PROBLEM REQUIREMENTS
Find the line with "Pin the out-of-focus" in the data below. Repeat it and every line after it up to the end, exactly, but drop the pictures.
____ AVAILABLE DATA
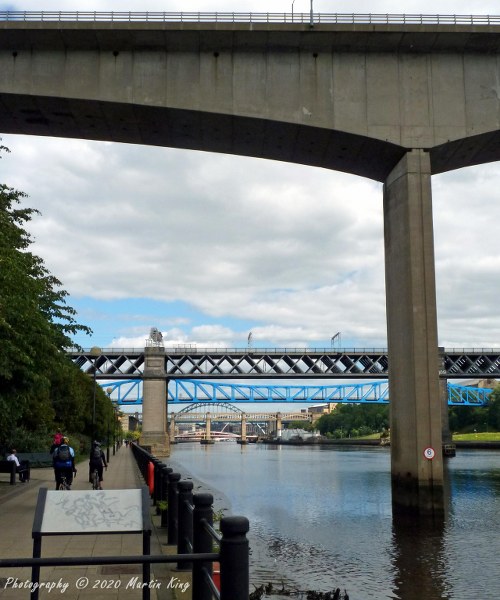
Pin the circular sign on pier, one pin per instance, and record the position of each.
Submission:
(429, 453)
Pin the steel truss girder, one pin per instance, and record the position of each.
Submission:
(281, 363)
(195, 392)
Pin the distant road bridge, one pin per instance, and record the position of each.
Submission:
(185, 391)
(279, 363)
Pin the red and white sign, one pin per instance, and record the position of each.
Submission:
(429, 453)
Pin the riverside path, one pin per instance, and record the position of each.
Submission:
(17, 509)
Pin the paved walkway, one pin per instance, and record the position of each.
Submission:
(109, 582)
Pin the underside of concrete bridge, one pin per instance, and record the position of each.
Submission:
(395, 103)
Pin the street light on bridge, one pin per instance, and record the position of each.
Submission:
(108, 392)
(95, 352)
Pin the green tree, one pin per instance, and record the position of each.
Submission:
(35, 326)
(354, 419)
(493, 409)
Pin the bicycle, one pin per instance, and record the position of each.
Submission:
(95, 480)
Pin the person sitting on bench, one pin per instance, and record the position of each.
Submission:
(23, 467)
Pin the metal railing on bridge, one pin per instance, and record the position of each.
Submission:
(248, 17)
(189, 519)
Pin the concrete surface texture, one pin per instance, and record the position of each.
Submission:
(349, 97)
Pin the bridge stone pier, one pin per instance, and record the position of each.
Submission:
(154, 408)
(396, 103)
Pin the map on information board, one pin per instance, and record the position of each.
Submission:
(93, 511)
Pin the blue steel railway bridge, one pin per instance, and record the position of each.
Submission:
(210, 402)
(129, 392)
(191, 375)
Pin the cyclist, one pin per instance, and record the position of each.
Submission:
(97, 461)
(63, 461)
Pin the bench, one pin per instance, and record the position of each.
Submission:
(9, 466)
(36, 459)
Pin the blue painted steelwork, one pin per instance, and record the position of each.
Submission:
(187, 391)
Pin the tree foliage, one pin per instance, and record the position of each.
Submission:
(352, 420)
(40, 387)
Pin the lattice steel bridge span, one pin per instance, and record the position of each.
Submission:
(276, 363)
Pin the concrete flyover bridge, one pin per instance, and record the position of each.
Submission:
(394, 99)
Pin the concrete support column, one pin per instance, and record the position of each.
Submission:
(171, 428)
(208, 431)
(243, 429)
(416, 406)
(279, 425)
(154, 403)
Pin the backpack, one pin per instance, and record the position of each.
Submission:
(63, 453)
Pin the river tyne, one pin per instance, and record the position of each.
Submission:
(321, 517)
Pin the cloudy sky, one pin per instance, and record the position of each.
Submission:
(209, 248)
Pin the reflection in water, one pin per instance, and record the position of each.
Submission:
(321, 518)
(419, 559)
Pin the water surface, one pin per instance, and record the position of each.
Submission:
(321, 517)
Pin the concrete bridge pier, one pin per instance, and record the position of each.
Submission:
(416, 411)
(171, 427)
(243, 439)
(154, 407)
(208, 430)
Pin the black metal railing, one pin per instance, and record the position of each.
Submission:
(236, 17)
(189, 519)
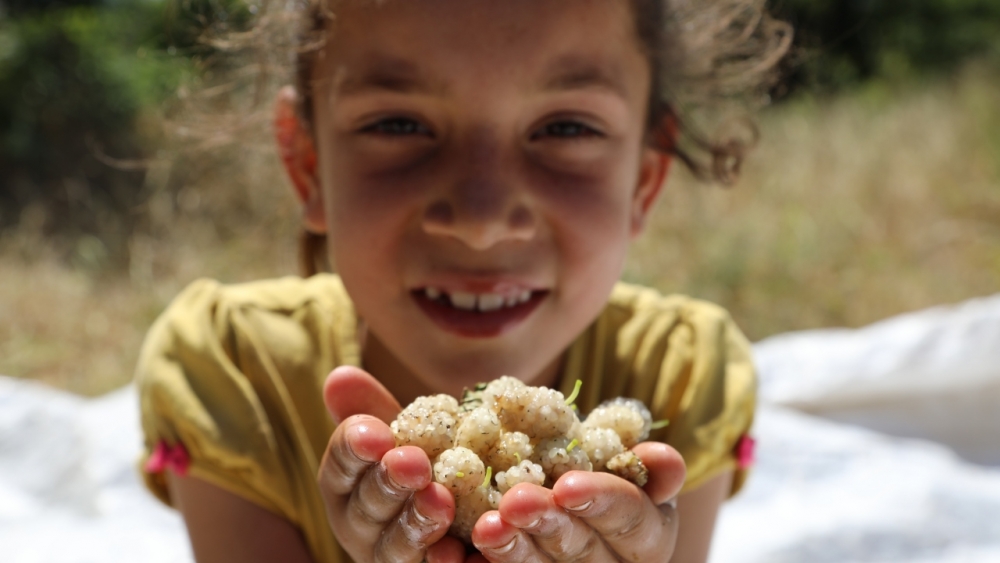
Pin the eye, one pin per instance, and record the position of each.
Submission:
(566, 130)
(397, 126)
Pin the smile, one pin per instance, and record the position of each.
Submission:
(484, 302)
(477, 315)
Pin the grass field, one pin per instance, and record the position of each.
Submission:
(880, 201)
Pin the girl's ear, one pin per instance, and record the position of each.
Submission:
(298, 154)
(655, 166)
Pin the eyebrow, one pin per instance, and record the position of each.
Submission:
(574, 73)
(385, 73)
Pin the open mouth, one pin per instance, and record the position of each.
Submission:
(477, 315)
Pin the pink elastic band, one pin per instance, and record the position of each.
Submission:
(745, 451)
(165, 456)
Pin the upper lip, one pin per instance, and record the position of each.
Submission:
(479, 284)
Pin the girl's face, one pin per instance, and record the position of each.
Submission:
(481, 170)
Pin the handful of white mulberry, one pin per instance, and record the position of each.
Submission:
(505, 432)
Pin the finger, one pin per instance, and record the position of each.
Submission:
(446, 550)
(623, 515)
(556, 533)
(386, 487)
(355, 446)
(350, 390)
(500, 542)
(666, 470)
(423, 521)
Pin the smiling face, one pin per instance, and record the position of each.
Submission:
(481, 170)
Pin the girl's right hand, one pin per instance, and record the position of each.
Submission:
(380, 500)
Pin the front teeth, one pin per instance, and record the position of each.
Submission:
(462, 300)
(484, 302)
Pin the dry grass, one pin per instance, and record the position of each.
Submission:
(883, 201)
(853, 209)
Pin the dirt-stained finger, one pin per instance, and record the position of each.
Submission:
(423, 520)
(558, 534)
(628, 522)
(357, 444)
(383, 491)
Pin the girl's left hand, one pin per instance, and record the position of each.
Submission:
(588, 516)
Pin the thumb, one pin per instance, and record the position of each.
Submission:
(351, 390)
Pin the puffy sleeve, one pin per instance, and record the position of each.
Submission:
(212, 388)
(707, 388)
(688, 362)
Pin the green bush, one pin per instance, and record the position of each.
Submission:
(843, 42)
(75, 83)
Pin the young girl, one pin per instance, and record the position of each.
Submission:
(478, 168)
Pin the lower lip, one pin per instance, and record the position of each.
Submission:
(477, 324)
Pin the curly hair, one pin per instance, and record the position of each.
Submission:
(704, 56)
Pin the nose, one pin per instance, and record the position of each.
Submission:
(484, 207)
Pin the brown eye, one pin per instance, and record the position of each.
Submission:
(566, 130)
(397, 126)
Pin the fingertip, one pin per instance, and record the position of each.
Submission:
(667, 470)
(408, 466)
(522, 504)
(350, 390)
(491, 531)
(435, 501)
(368, 438)
(446, 550)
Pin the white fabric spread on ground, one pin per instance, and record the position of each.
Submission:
(860, 434)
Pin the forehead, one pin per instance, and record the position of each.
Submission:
(432, 44)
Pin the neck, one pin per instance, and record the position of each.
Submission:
(405, 386)
(377, 360)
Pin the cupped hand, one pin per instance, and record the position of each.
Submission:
(380, 500)
(588, 516)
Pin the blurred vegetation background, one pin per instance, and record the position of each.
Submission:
(875, 190)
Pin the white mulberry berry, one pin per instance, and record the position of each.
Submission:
(559, 455)
(459, 469)
(428, 423)
(601, 444)
(628, 417)
(478, 430)
(510, 450)
(539, 412)
(628, 466)
(525, 472)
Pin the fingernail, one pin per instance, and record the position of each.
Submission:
(422, 518)
(583, 506)
(507, 547)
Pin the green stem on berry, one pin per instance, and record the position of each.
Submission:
(576, 391)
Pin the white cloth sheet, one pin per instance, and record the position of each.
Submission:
(875, 445)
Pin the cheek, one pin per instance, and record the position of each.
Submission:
(587, 207)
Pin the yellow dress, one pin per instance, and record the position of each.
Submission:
(234, 374)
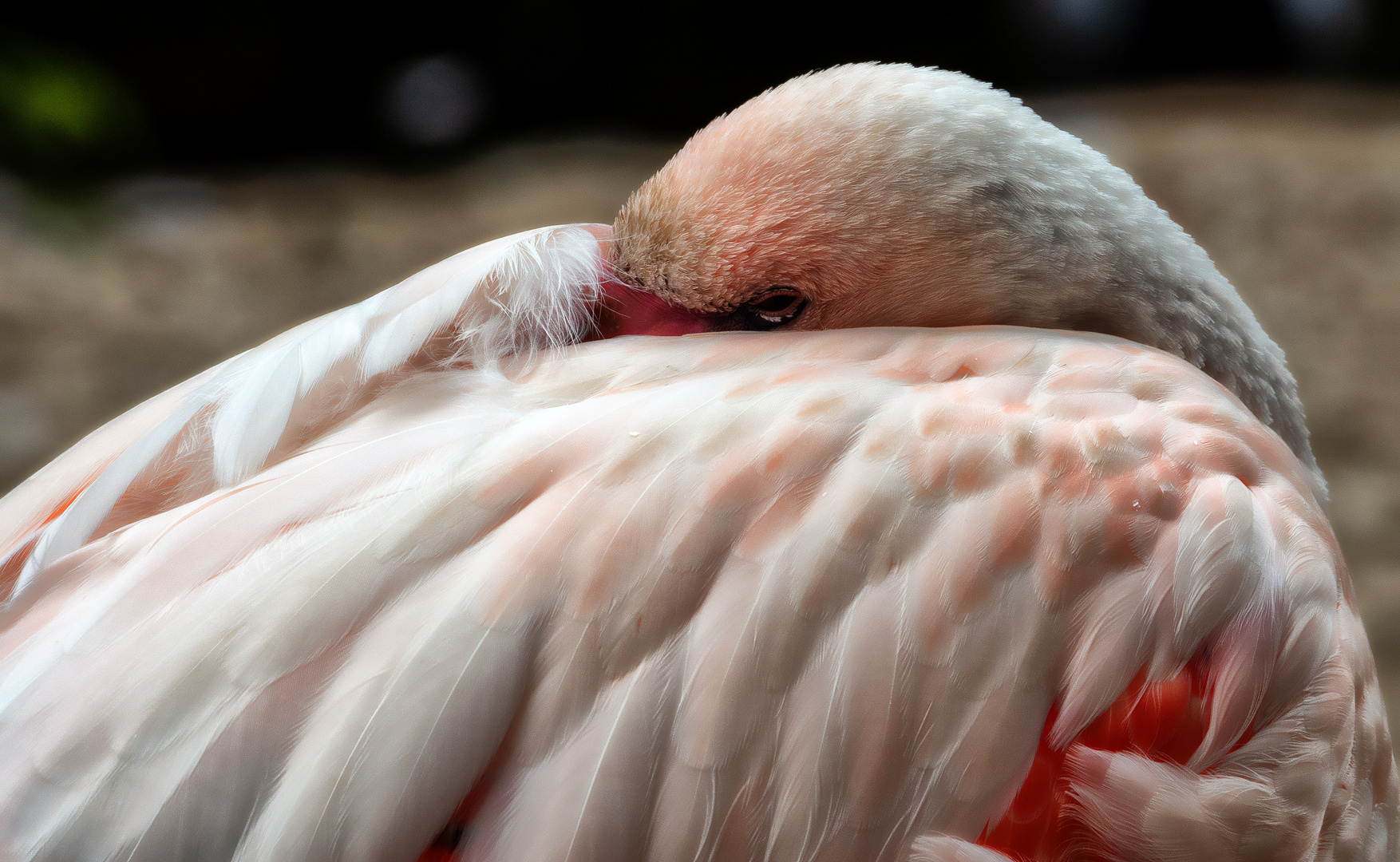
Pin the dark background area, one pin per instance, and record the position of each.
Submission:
(245, 87)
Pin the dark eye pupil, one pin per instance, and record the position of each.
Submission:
(769, 310)
(776, 304)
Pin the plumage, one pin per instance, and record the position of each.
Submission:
(436, 575)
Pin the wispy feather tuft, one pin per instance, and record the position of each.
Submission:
(518, 295)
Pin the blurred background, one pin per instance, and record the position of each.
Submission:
(178, 185)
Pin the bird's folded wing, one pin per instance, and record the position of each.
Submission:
(514, 295)
(762, 595)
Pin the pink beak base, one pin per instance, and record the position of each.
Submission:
(626, 311)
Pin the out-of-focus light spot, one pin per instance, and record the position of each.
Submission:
(436, 101)
(1323, 28)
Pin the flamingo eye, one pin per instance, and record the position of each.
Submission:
(773, 306)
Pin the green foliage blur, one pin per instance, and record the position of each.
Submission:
(65, 122)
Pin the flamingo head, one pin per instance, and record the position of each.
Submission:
(859, 196)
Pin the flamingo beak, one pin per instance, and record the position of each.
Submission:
(626, 311)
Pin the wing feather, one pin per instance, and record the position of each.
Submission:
(789, 596)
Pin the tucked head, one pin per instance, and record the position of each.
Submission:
(882, 195)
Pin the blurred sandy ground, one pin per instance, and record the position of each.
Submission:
(1294, 191)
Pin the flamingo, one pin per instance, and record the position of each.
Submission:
(1001, 539)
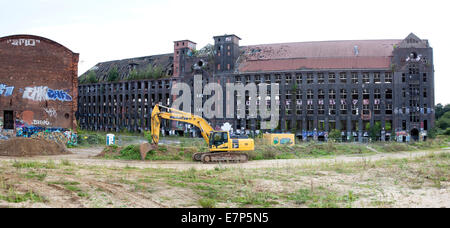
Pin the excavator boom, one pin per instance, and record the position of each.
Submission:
(177, 115)
(222, 147)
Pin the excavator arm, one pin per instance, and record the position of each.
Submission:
(177, 115)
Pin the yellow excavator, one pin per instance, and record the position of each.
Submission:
(222, 146)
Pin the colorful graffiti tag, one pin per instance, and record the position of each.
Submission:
(43, 93)
(6, 90)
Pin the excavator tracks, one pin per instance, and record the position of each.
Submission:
(222, 157)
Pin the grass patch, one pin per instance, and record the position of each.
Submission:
(13, 197)
(207, 203)
(40, 176)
________
OUTPUT
Pin the out-of-focus light spot, one pin per instance, and record the position of each.
Submission:
(436, 101)
(1323, 28)
Pin the flamingo eye, one pin per instance, and record the position of each.
Submission:
(773, 306)
Pin the green foliage blur, one pin per instance, and record the position of each.
Submission:
(65, 122)
Pin the flamingo head, one pin per instance, and record the position of each.
Submission:
(859, 196)
Pin the flamingo beak, one pin per instance, and record the position of each.
Submission:
(626, 311)
Pin the wing feather, one pin per instance, and record the position of each.
Submission:
(789, 596)
Pin the tucked head, one pin per instance, and record the position of each.
Submission:
(882, 195)
Pin the blurred sandy ground, one pin per instance, and record the position of each.
Submission:
(1294, 191)
Pin the flamingo, one pin per instance, and record the position of each.
Submission:
(1001, 539)
Pin the excavator boom, one pin per instance, and record the position of each.
Submission:
(177, 115)
(222, 147)
Pin the excavator arm, one pin per instance, and record the position of each.
Submission:
(177, 115)
Pin the yellow excavator, one pin per instance, and record the position of each.
Submission:
(222, 146)
Pin the colorful graffiti tag, one pin per instance, and record the position of each.
Submission:
(43, 93)
(6, 90)
Pin the excavator tracks, one pin per instance, and record the position of each.
Submission:
(222, 157)
Pin the grass patch, one pin per instance, and record the position of each.
Submission:
(13, 197)
(207, 203)
(40, 176)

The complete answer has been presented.